Why can't some of these trillion dollar companies invest back in the quantum tech that got them there, if it's so certain there will be benefits? Why not Apple and Nvidia fund the next particle collider, and give something back to society instead of letting tax payers fund it so billionaires can privatize the profits?

accidentallfact|19 days ago

I'm so sick of this "good guy approach". It didn't give us progress, it gave us those like Watt and Intel, highly celebrated bullshiters who stopped being relevant as soon as their IP deadlock expired.

I suppose the only solution is undeground science. Do enough progress in silence, dont disseminare the results, unless the superiority becomes so obvious that an armed resistance becomes unthinkable.

toast0|19 days ago

Spending tens of billions every thirty years is pretty sustainable actually.

"Fundamental Research" may or may not pan out, but the things that happen along the way are often valuable... I don't think there's any practical applications related to generating Higgs Bosons, but it's interesting (at least for particle physicists) and there's a bunch of practical stuff you have to figure out to confirm them.

That practical work can often generate or motivate industrial progress that's generally useful. For example, LHC generates tons of data and advances the state of the art in data processing, transmission, and storage; that's useful even if you don't care about the particle work.

ajam1507|19 days ago

You could say the same thing about the world wars or porn. Any human pursuit taken to an extreme can produce knock-on effects, that isn't an argument in a vacuum to continue to fund any one area.

snowwrestler|19 days ago

In the scope of international cooperation, tens of billions of dollars is not very much money. For context, the U.S. economy generates $10 billion every ~3 hours. One private company, Google, spends $10 billion in about 2 weeks.

So look at it this way. Let’s take a bunch of the smartest people alive, train them for decades, give them a month of Google money, and they’ll spend 30 years advancing engineering to probe the very fabric of reality. And everything they learn will be shared with the rest of humanity for free.

Sounds like a pretty good deal to me.

WarmWash|19 days ago

Takes like this are an optical illusion meant to create the idea that there is an insane amount of money freely floating around that is just being hoarded.

But just like that money is generated, it's also all spent.

So the actual hard part is deciding what not to spend money on so we can build some crazy physics machines with a blurry ROI instead.

aleph_minus_one|19 days ago

> Let’s take a bunch of the smartest people alive, train them for decades, give them a month of Google money

Unpopular opinion: Google makes an insane amount of money, so they can afford this salary. The CERN (or whatever your favourite research institute is), on the other hand, is no money-printing machine.

Uehreka|19 days ago

There are people in this thread saying tens of billions isn't that much in the long term (I'd agree) but there's a bigger point that comes into play whatever the price: The universe doesn't care if exploring it is expensive. You can't make a "that's not sustainable" argument to the universe and have it meet you half way. And that's who you're arguing against: not the scientists, the universe. The scientists don't decide how expensive future discoveries will be.

raverbashing|19 days ago

The next machine is not necessarily a longer LHC

There are talks of a Muon collider, also there's a spallation source being built in Sweden(?) and also of an electron 'Higgs factory' (and while the LHC was built for the Higgs boson it is not a great source for it - it is built as a generic tool that could produce and see the Higgs)

ForgotIdAgain|19 days ago

I think that engineering progress made while building those machines are maybe more relevant for practical technical development than the discovery they make.

api|19 days ago

Better superconductors here. Would you like a $20 MRI down at your local drug store to detect cancer at early stage 1?

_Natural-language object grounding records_
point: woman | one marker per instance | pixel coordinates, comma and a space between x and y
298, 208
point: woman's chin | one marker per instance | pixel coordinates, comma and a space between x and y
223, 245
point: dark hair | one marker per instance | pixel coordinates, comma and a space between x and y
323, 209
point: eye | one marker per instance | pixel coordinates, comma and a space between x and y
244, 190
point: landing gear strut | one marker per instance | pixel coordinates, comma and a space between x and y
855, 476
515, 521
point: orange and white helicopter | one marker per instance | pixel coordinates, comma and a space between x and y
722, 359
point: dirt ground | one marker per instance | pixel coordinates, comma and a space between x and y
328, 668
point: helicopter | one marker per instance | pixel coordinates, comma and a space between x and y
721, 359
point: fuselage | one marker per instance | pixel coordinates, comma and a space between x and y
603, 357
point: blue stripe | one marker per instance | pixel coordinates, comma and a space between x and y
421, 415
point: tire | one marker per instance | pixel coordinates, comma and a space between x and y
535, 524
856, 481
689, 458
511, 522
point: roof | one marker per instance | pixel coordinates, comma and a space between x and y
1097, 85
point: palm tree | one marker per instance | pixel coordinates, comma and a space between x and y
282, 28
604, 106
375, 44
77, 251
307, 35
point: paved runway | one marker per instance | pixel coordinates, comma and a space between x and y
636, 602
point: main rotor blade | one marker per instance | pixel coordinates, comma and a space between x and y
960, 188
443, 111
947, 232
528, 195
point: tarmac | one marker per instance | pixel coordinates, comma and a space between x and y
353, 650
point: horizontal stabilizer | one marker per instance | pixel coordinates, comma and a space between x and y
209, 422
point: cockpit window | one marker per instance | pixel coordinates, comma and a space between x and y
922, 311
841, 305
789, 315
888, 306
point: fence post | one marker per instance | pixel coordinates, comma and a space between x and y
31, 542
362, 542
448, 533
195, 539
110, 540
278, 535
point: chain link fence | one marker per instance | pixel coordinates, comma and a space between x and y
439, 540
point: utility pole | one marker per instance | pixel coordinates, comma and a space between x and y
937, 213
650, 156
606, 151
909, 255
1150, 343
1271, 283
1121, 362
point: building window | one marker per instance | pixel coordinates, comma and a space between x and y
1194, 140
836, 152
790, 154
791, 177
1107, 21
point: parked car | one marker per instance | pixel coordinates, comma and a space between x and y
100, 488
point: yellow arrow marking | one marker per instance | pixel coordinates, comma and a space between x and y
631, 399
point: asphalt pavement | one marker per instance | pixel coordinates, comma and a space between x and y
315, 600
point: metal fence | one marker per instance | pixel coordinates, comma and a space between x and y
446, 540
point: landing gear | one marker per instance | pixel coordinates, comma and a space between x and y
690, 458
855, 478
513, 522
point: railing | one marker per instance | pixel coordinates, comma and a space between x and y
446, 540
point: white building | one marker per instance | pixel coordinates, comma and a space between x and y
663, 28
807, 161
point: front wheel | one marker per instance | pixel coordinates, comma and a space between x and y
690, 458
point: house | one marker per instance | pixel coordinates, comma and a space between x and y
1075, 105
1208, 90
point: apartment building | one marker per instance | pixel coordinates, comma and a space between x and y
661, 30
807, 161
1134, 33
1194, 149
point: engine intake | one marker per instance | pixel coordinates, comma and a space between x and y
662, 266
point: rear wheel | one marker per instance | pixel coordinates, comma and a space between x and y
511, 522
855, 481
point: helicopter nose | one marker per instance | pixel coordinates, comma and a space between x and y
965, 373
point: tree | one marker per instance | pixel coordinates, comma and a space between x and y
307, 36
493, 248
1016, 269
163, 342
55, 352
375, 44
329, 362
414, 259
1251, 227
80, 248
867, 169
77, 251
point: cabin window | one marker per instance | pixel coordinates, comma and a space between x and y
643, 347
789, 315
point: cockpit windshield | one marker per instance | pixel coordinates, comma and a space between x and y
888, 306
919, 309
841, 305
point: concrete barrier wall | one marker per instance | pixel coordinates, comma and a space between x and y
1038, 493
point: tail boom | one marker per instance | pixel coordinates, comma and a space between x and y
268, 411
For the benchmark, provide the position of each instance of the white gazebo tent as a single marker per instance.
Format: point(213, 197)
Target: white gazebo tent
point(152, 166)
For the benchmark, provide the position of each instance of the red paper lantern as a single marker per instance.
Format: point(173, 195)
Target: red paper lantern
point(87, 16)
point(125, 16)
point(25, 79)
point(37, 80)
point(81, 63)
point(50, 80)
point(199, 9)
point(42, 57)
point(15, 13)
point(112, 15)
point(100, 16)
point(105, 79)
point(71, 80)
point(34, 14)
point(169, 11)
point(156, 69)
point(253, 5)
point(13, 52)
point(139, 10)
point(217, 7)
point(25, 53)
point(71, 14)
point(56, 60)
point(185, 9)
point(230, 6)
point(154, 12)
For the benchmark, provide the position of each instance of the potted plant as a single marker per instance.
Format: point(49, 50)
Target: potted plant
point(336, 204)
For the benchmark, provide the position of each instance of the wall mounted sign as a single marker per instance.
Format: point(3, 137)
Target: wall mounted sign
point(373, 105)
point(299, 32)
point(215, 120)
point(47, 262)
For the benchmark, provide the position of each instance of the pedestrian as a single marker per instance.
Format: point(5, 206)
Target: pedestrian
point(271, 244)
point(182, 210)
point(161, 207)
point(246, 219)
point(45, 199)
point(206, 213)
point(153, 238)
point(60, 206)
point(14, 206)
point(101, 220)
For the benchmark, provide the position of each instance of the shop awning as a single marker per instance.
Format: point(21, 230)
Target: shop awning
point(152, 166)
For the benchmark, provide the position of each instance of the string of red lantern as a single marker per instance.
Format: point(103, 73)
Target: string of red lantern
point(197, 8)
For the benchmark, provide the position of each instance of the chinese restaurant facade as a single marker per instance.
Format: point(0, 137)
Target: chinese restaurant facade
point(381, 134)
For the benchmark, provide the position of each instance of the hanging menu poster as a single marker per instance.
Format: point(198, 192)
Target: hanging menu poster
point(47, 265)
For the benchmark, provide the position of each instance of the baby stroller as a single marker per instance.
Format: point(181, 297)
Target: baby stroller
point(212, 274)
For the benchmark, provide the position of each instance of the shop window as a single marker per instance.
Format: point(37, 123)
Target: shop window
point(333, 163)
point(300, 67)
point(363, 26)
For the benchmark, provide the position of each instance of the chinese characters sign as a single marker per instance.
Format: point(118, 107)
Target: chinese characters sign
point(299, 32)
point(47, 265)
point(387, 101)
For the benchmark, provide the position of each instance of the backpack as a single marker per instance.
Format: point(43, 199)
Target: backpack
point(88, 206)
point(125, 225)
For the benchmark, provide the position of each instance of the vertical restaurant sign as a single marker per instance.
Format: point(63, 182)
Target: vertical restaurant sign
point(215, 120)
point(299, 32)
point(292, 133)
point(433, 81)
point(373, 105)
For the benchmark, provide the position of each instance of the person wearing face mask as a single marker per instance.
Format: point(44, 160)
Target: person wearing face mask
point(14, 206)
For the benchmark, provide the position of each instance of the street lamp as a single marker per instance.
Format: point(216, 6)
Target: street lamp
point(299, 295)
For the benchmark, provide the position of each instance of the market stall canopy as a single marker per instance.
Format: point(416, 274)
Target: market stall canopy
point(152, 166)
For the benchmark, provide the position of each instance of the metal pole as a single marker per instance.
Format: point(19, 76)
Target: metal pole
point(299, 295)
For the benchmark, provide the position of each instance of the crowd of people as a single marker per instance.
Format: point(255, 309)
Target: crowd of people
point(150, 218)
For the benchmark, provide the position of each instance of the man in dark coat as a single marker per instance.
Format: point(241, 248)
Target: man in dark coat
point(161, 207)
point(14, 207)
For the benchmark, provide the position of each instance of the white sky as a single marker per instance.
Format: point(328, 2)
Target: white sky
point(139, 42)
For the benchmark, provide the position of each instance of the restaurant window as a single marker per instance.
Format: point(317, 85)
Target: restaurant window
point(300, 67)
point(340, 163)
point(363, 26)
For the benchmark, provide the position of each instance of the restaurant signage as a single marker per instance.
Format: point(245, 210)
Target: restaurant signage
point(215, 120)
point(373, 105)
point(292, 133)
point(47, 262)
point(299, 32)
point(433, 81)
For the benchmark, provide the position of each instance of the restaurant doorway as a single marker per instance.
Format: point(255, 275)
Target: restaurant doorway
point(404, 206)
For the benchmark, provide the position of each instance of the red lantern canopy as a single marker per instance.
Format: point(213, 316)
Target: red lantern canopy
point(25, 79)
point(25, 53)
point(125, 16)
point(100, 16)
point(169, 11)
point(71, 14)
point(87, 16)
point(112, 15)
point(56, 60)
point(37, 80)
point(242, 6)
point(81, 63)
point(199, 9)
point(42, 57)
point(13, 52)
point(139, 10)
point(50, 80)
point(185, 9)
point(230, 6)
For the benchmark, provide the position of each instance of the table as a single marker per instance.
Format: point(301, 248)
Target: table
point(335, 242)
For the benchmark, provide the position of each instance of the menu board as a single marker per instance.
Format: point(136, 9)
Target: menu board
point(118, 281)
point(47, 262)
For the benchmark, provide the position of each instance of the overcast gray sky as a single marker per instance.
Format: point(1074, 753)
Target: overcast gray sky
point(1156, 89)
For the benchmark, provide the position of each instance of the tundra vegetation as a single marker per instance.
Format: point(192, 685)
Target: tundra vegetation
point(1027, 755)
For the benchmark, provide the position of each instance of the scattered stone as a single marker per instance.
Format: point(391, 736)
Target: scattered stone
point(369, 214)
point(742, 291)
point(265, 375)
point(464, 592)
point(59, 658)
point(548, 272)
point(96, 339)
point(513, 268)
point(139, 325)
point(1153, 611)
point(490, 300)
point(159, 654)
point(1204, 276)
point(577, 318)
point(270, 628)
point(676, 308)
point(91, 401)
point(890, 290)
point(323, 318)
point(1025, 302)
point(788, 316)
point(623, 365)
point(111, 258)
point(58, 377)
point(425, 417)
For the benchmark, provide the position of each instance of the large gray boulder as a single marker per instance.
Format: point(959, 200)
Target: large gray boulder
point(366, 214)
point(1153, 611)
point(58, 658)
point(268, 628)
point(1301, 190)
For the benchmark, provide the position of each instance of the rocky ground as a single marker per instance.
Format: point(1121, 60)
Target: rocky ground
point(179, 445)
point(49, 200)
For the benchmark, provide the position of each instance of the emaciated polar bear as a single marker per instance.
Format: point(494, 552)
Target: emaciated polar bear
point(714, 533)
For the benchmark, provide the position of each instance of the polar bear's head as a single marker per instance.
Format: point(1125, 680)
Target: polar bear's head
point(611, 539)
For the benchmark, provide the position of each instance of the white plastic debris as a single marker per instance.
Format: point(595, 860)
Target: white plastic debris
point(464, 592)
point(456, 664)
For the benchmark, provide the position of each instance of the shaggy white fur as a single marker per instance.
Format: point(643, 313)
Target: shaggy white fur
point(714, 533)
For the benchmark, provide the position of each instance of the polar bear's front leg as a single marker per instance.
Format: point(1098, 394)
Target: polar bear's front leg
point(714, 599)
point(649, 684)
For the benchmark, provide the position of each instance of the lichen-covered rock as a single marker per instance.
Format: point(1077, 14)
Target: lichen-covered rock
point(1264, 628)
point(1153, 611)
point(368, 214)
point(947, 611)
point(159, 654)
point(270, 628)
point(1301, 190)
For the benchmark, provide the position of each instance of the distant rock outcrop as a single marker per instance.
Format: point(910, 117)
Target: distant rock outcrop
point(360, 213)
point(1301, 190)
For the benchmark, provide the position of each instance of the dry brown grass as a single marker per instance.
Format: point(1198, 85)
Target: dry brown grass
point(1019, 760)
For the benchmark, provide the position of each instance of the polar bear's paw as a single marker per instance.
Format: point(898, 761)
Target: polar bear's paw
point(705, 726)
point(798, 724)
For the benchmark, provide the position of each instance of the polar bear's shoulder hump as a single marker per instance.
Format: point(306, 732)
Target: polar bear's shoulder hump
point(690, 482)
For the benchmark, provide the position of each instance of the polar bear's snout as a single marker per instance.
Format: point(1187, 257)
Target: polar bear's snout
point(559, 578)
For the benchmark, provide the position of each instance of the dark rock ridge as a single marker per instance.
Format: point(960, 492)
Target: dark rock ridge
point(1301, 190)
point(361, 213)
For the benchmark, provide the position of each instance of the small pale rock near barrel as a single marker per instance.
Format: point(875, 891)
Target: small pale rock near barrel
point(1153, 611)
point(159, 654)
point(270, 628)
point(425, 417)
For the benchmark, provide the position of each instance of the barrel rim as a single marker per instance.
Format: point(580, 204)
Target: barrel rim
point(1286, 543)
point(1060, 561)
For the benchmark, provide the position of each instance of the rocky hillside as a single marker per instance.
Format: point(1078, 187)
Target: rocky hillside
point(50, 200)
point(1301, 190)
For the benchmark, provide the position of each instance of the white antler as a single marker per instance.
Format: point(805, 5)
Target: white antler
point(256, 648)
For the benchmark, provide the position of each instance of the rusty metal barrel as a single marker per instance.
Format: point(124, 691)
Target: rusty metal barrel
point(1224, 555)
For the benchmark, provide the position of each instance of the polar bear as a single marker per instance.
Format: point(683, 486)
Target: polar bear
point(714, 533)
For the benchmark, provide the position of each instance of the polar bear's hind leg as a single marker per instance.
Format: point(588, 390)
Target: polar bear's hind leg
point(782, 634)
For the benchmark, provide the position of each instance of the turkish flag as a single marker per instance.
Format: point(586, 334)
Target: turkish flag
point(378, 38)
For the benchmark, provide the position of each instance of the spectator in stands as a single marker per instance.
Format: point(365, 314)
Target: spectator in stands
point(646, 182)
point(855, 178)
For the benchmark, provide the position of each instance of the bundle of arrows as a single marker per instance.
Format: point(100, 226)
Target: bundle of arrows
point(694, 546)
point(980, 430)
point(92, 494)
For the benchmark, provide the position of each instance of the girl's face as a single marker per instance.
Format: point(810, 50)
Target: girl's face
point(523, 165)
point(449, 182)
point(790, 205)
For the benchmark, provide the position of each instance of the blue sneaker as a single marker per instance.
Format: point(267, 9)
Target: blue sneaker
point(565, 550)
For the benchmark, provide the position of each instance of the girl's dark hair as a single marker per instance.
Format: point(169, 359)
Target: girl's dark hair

_What the task asks_
Write out, word for word, the part of the thread on funding particle colliders starting at "Why can't some" and ending at "pretty sustainable actually.".

_Response to the task_
Why can't some of these trillion dollar companies invest back in the quantum tech that got them there, if it's so certain there will be benefits? Why not Apple and Nvidia fund the next particle collider, and give something back to society instead of letting tax payers fund it so billionaires can privatize the profits?

accidentallfact|19 days ago

I'm so sick of this "good guy approach". It didn't give us progress, it gave us those like Watt and Intel, highly celebrated bullshiters who stopped being relevant as soon as their IP deadlock expired.

I suppose the only solution is undeground science. Do enough progress in silence, dont disseminare the results, unless the superiority becomes so obvious that an armed resistance becomes unthinkable.

toast0|19 days ago

Spending tens of billions every thirty years is pretty sustainable actually.